* _Stated problem_
Render the records as a numbered list without blank lines, from the start of the records through the line containing "[107,45,284,222]", and omit the pictures.

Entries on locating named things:
----------

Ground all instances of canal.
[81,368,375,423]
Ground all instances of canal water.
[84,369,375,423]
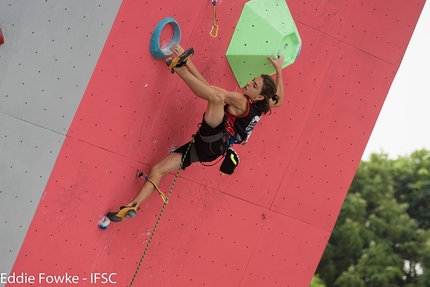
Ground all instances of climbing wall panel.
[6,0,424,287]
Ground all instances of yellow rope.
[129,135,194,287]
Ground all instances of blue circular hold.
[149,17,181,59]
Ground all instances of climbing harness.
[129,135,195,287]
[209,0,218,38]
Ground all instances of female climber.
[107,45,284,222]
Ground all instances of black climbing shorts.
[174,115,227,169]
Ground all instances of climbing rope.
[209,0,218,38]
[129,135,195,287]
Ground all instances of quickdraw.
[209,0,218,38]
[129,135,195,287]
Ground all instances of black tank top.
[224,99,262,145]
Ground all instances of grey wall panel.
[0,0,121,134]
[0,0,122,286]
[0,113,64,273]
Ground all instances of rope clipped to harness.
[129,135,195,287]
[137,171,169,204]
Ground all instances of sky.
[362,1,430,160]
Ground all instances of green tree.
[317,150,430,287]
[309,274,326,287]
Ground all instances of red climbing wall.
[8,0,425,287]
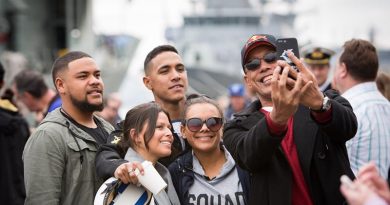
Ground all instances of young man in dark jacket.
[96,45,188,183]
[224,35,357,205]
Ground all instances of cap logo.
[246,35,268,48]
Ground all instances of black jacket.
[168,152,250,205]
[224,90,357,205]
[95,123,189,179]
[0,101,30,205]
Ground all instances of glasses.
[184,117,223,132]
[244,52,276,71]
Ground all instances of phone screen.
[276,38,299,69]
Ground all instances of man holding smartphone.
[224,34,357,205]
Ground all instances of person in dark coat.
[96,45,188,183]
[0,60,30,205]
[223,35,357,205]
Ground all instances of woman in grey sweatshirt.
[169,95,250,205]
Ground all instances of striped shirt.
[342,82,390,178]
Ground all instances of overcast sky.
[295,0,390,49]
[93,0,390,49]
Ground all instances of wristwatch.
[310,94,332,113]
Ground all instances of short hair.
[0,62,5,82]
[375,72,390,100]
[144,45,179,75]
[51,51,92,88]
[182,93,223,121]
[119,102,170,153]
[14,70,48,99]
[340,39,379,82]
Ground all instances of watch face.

----------

* _Task output_
1. Ground all instances of canal.
2. [81,368,375,423]
3. Ground all instances of canal water.
4. [84,369,375,423]
5. Ground all instances of climbing wall panel.
6. [6,0,424,287]
7. Ground all instances of yellow rope.
8. [129,135,194,287]
9. Ground all instances of blue circular hold.
10. [149,17,181,59]
11. Ground all instances of climbing harness.
12. [129,135,195,287]
13. [209,0,218,38]
14. Ground all instances of female climber.
15. [107,45,284,222]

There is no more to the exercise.